Data extracted from a collection:
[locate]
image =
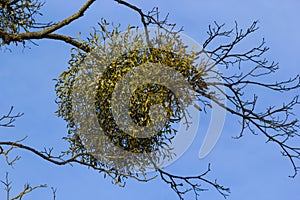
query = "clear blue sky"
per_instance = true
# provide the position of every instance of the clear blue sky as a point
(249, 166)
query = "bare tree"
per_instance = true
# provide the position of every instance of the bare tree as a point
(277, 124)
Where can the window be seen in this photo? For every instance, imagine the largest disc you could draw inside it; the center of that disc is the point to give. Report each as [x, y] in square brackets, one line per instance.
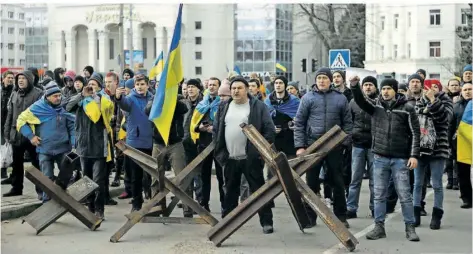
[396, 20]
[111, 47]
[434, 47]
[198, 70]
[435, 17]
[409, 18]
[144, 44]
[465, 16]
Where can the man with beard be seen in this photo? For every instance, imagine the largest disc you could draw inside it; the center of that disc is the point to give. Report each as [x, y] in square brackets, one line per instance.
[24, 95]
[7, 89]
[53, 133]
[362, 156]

...

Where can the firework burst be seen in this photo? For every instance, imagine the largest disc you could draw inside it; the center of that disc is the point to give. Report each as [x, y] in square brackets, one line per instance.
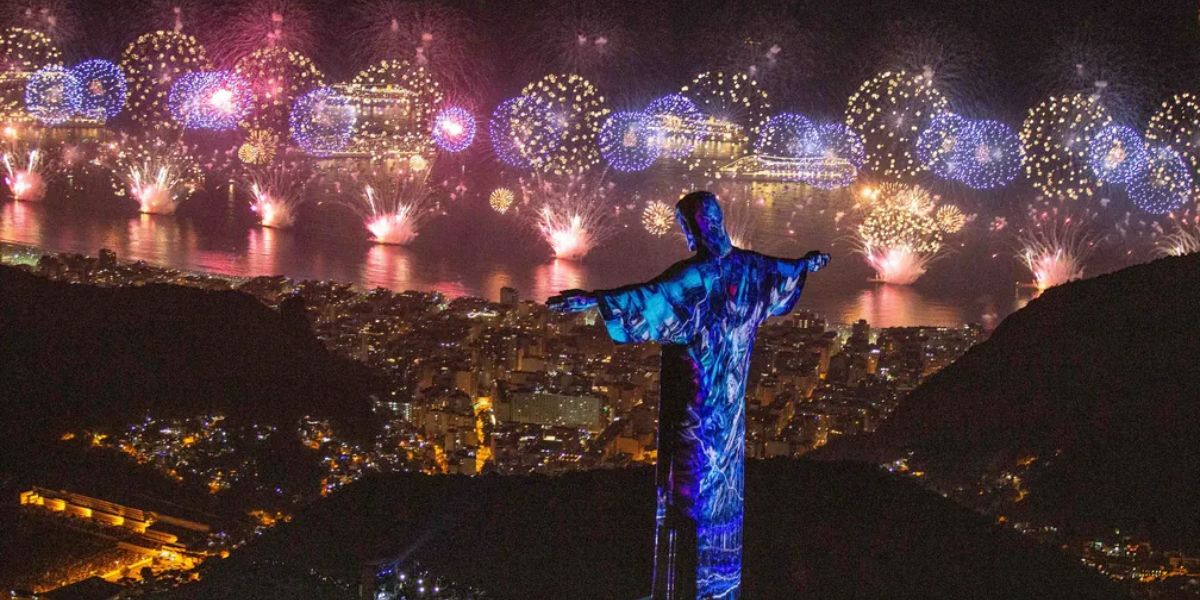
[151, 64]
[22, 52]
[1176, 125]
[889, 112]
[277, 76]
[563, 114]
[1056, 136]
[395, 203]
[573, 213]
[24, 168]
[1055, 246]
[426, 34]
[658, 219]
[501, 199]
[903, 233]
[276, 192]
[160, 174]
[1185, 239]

TASK: Copy each line of the data above that holds "query".

SOLUTION TO THIS TASK:
query = "clear blue sky"
query = "bare tree"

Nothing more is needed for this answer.